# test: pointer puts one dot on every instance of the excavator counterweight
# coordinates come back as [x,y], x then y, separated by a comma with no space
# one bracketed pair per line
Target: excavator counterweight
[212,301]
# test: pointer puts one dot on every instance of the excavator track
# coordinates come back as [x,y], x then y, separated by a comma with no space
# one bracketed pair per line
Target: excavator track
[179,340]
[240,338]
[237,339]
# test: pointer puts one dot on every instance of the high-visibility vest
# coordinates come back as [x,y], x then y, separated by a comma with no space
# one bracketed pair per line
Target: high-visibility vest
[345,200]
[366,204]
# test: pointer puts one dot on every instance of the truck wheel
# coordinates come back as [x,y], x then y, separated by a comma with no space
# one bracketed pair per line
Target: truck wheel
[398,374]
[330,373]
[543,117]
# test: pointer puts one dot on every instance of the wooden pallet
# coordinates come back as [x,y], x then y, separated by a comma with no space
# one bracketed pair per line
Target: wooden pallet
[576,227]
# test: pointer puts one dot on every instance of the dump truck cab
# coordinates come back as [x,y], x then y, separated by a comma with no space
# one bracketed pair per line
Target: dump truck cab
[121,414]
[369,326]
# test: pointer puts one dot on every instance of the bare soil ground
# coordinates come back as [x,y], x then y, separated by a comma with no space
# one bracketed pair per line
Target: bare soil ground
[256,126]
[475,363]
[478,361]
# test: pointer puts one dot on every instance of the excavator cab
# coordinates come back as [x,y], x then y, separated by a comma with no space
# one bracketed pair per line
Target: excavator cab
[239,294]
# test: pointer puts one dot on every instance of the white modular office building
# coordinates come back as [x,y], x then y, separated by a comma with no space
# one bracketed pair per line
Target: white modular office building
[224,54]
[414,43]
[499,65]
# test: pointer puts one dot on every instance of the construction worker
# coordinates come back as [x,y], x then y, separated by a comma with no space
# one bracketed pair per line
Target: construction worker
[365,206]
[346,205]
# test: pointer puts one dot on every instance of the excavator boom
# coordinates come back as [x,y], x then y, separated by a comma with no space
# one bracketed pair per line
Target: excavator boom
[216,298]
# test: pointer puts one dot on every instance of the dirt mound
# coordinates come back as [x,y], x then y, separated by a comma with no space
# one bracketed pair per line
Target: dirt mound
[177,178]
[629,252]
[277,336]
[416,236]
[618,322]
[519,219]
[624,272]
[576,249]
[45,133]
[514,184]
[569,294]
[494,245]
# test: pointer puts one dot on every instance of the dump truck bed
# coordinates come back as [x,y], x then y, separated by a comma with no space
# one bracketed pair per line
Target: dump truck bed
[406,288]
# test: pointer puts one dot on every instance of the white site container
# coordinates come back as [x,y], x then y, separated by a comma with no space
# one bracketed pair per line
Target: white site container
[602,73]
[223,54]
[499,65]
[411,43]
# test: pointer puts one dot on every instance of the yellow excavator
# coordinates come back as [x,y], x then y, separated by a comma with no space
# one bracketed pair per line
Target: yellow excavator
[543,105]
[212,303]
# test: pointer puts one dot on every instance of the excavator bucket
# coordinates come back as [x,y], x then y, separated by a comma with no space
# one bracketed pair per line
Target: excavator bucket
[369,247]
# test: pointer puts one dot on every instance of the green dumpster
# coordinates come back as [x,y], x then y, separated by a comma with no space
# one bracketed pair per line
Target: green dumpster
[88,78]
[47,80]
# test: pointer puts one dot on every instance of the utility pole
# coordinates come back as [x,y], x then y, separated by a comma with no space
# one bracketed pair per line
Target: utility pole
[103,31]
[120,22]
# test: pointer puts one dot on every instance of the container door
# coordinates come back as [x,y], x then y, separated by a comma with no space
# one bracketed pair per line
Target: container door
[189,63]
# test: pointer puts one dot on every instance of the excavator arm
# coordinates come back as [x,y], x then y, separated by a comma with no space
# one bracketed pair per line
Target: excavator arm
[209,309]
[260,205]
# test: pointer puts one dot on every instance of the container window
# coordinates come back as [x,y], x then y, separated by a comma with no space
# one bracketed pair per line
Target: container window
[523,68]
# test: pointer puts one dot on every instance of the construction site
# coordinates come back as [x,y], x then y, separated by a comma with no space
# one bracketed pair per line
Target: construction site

» **Directions**
Set down exactly the lines from the one that contains "the utility pole" to the final line above, both included, and nothing more.

» **Output of the exercise**
# test: pointer puts one dot on every instance of the utility pole
# coordinates come back as [x,y], x then y, separated by a comma with no space
# one bracketed pair per line
Target: utility pole
[103,31]
[120,22]
# test: pointer puts one dot on every instance of the container door
# coordinates come back as [x,y], x then y, separated by a comma with no space
# one bracketed pair per line
Target: container door
[189,63]
# test: pointer puts one dot on every instance of the excavator arm
# coordinates come back as [x,y], x then y, separated by a comma with no space
# one bracketed pair per line
Target: excavator arm
[209,309]
[260,205]
# test: pointer puts one dot on every instance of the container window
# coordinates come back as [x,y], x then y, separated by a comma with no space
# one bracketed pair per line
Target: container window
[523,68]
# test: pointer puts one dot on every instance of the construction site
# coordinates come back as [x,y], x then y, separated by a comma with no space
# one bracketed pair per line
Target: construction site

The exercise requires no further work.